- THINGS TO DO:
a. Answer these from the article on US business activity:
(i) In the flash reading, what did the Composite PMI Output Index drop to, and what was its August level?
(ii) What were the old and new values of the index for prices charged?
(iii) After the Fed's 25 basis point cut, what was its target range?
b. Copy word for word the part of the article on US business activity that starts at the words "4. Input (noun)" and ends after the words "to invest more.".

On September 23, 2025, S&P Global released fresh data showing that US business activity slowed for the second month in a row. The flash Composite PMI Output Index dropped to 53.6 from 54.6 in August. A reading above 50 still means growth, but this slip shows the pace of expansion is easing. Both the services and manufacturing sectors reported weaker momentum, with many companies pointing to tariffs as the main driver behind rising costs. This slowdown in US business activity has made many economists cautious about the strength of the recovery. (Reuters)

Rising Costs, But Not Rising Prices

Even though costs went up, businesses held back from passing those increases to customers. The index for prices paid rose to 62.6 from 60.8, showing companies are facing higher input costs. Yet the index for prices charged slipped from 58.3 to 56.0. In simple terms, firms are paying more but charging less than they could, because competition is strong and demand feels softer. This means profit margins are shrinking, and businesses are absorbing the impact instead of raising prices for consumers. For now, US business activity shows resilience in holding down price hikes. (Reuters)

What It Means for Inflation and the Fed

This situation could actually help keep inflation in check, at least for now. If companies continue to hold off on raising prices, the Federal Reserve will feel less pressure to act aggressively. In fact, the Fed recently cut interest rates by 25 basis points, bringing its target range to 4.00%–4.25%. That move suggests policymakers are trying to balance slowing growth with the need to control inflation. The OECD has also warned that the full effects of tariffs may still be coming, as many firms are relying on inventory buffers to soften the blow. Policymakers will keep watching US business activity closely for signs of stress. (Reuters)

Looking Ahead

The big question is what happens next. If margins stay squeezed, companies may eventually feel they have no choice but to pass costs along to consumers. That could push inflation higher and test the Federal Reserve’s strategy of carefully timed rate cuts. Consumers, already stretched, would likely feel the impact in their wallets. For now, though, the slowdown seems to be more about growth than runaway prices. The path of US business activity will determine how both companies and consumers adjust in the months ahead.


Vocabulary

  1. Composite (adj.) – made of many parts or sectors
    Example: The composite PMI mixes manufacturing and services data.
  2. PMI (noun) – Purchasing Managers’ Index, a survey-based measure of business activity
    Example: A PMI above 50 means expansion.
  3. Tariff (noun) – a tax on imports
    Example: The new tariff increased the cost of imported steel.
  4. Input (noun) – materials or resources used in production
    Example: Rising input costs squeezed profits for manufacturers.
  5. Margin (noun) – the difference between cost and selling price
    Example: Tight margins make it difficult for firms to invest more.

- EXTRACTED INFORMATION:
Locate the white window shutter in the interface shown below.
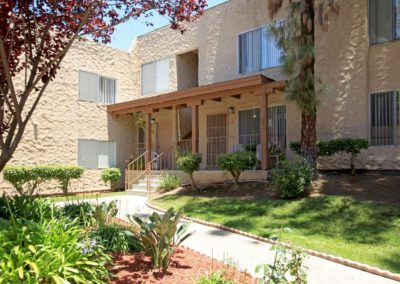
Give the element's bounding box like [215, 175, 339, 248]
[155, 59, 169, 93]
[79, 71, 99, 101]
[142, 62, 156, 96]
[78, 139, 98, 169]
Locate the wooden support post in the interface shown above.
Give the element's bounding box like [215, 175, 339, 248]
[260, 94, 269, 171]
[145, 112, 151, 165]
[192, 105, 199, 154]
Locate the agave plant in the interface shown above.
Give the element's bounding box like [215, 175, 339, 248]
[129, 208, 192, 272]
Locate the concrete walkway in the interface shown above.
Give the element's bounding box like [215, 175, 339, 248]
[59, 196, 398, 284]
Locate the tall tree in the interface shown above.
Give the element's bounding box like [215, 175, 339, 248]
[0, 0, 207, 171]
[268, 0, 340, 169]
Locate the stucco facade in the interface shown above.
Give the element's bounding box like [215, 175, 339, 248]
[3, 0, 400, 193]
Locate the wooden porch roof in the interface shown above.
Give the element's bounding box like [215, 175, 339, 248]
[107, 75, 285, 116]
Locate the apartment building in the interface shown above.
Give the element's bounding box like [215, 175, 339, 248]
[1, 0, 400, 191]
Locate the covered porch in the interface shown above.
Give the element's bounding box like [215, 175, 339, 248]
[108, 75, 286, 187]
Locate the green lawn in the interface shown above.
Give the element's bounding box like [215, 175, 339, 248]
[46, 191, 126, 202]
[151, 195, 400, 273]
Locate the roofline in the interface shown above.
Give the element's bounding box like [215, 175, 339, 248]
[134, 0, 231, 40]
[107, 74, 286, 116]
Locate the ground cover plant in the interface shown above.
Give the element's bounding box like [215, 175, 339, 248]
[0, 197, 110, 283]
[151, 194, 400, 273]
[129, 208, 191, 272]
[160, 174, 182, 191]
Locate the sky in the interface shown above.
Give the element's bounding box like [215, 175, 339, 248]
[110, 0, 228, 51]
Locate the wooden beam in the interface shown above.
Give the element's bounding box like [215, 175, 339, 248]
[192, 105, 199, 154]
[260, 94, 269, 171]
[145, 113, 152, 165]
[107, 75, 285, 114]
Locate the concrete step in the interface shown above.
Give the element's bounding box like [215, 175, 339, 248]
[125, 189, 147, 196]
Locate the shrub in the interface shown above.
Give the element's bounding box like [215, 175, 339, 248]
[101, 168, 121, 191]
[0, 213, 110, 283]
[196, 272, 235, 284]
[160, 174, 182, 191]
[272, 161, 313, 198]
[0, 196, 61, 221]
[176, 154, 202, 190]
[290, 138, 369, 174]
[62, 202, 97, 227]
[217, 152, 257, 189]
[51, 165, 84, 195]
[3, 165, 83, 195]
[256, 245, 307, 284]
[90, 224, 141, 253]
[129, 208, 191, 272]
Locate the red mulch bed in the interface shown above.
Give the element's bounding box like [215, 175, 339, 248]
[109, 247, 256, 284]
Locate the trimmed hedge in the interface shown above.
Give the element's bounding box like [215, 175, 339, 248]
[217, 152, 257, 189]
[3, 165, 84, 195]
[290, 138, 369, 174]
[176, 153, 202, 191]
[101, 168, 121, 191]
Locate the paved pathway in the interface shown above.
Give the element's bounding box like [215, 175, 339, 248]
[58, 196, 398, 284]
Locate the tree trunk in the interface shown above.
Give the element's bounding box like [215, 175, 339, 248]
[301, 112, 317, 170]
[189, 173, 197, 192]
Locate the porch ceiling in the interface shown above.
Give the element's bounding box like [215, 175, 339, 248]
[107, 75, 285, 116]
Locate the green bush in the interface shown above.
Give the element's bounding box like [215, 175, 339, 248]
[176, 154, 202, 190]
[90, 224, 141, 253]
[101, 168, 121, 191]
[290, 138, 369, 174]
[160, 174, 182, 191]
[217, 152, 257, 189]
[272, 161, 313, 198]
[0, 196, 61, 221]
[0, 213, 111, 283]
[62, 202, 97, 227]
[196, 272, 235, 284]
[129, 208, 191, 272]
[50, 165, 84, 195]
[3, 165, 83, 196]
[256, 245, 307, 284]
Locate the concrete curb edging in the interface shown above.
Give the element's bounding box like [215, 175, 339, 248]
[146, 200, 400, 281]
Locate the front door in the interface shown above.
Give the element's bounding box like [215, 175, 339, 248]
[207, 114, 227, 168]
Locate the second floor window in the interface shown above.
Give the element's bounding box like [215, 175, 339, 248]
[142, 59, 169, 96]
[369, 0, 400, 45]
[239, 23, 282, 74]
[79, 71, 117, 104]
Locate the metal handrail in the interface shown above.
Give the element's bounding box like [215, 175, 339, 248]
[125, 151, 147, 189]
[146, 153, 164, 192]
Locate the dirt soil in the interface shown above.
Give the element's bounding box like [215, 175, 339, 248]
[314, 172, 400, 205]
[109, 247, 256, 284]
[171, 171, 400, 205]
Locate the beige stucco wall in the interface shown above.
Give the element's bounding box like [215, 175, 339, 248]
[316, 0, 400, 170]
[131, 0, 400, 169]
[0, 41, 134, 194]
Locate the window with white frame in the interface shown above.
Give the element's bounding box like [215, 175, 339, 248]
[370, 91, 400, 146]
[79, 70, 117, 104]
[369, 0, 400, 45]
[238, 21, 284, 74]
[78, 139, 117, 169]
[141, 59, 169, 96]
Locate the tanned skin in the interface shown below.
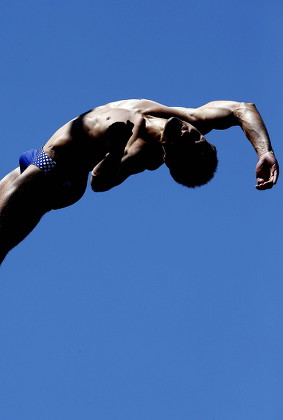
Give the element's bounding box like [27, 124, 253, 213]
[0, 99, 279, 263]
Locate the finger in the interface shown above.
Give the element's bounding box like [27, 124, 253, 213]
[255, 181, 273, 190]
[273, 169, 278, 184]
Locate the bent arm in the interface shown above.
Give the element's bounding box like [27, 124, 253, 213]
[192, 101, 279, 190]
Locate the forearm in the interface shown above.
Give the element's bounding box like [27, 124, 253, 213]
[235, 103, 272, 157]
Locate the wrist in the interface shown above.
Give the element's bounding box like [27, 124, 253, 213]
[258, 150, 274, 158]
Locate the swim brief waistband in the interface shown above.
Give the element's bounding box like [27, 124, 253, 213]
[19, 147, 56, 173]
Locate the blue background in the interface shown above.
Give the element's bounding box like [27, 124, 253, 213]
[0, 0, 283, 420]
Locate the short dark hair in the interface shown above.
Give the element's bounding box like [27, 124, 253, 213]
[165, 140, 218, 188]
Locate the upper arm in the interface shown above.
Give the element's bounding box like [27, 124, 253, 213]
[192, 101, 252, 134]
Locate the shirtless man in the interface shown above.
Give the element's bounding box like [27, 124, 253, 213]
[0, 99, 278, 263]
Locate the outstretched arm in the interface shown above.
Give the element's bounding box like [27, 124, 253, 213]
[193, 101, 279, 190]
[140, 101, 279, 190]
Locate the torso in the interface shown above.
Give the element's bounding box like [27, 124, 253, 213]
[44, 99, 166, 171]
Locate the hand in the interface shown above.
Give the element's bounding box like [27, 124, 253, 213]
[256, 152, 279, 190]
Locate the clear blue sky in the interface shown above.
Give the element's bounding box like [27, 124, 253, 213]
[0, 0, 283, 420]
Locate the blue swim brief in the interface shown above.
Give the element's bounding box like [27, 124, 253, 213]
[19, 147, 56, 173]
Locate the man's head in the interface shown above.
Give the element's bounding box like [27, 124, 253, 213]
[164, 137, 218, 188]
---
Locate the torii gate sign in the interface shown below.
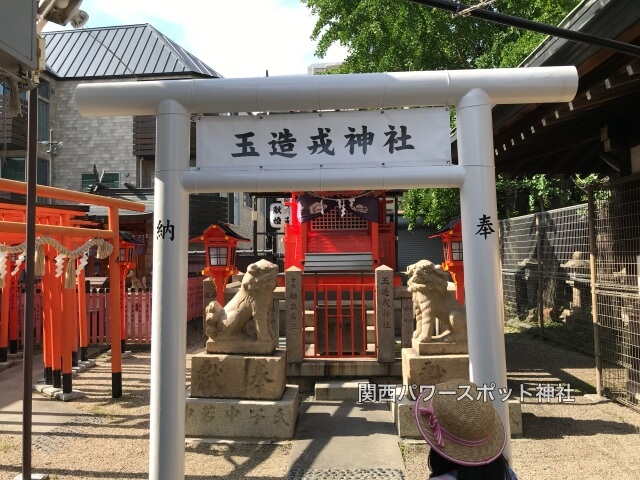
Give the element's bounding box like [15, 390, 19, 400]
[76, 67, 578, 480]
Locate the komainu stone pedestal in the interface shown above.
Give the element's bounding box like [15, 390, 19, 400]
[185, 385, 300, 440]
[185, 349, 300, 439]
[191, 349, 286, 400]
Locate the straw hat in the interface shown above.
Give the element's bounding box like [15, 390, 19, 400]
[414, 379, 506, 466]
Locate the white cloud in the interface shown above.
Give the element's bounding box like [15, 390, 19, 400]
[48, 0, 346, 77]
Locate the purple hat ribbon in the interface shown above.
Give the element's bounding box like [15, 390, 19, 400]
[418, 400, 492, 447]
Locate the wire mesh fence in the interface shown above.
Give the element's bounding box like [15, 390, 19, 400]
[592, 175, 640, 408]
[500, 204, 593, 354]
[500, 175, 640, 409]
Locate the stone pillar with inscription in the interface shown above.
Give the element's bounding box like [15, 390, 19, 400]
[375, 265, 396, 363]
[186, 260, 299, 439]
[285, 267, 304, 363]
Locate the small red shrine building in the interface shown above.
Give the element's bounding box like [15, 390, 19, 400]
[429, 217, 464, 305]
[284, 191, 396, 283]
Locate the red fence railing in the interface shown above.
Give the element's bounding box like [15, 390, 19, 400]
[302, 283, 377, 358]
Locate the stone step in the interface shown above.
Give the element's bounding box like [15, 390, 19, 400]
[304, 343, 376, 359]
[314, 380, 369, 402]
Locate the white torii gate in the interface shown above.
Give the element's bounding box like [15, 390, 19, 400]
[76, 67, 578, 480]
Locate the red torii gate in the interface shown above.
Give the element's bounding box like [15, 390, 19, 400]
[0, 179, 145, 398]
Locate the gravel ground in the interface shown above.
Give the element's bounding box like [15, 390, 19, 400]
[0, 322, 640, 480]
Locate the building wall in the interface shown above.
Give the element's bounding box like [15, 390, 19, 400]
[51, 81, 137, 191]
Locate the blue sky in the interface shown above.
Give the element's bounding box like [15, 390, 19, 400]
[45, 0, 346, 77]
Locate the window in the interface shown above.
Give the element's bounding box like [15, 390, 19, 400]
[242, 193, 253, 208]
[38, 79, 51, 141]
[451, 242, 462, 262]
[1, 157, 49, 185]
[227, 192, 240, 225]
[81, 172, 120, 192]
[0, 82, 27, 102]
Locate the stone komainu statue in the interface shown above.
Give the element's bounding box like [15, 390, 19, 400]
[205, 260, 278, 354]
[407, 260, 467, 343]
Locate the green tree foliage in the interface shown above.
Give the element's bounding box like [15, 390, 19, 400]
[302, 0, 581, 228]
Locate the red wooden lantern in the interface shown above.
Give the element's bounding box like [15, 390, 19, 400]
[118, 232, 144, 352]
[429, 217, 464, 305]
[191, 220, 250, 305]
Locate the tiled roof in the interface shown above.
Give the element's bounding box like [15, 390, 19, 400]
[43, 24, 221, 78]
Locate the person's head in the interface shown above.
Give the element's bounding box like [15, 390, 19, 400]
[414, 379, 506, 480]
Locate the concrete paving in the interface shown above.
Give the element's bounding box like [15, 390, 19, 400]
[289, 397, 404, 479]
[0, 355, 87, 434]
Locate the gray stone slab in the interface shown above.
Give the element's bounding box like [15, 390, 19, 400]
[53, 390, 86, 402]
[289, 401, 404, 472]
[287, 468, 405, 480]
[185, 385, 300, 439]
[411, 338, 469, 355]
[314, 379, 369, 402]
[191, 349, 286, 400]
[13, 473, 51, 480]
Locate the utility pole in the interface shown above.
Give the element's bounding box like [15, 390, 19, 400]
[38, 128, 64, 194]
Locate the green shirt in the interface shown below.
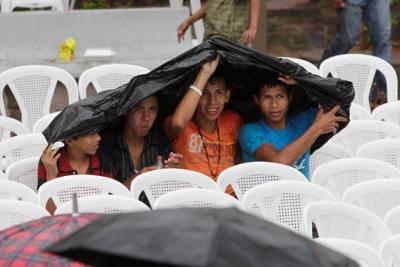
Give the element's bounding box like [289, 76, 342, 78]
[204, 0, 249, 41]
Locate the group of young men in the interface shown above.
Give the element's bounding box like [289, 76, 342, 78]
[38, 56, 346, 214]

- SOLUTIONS:
a.
(i) It dropped to 53.6, from 54.6 in August.
(ii) It slipped from 58.3 to 56.0.
(iii) 4.00%–4.25%.

b.
4. Input (noun) – materials or resources used in production
    Example: Rising input costs squeezed profits for manufacturers.
  5. Margin (noun) – the difference between cost and selling price
    Example: Tight margins make it difficult for firms to invest more.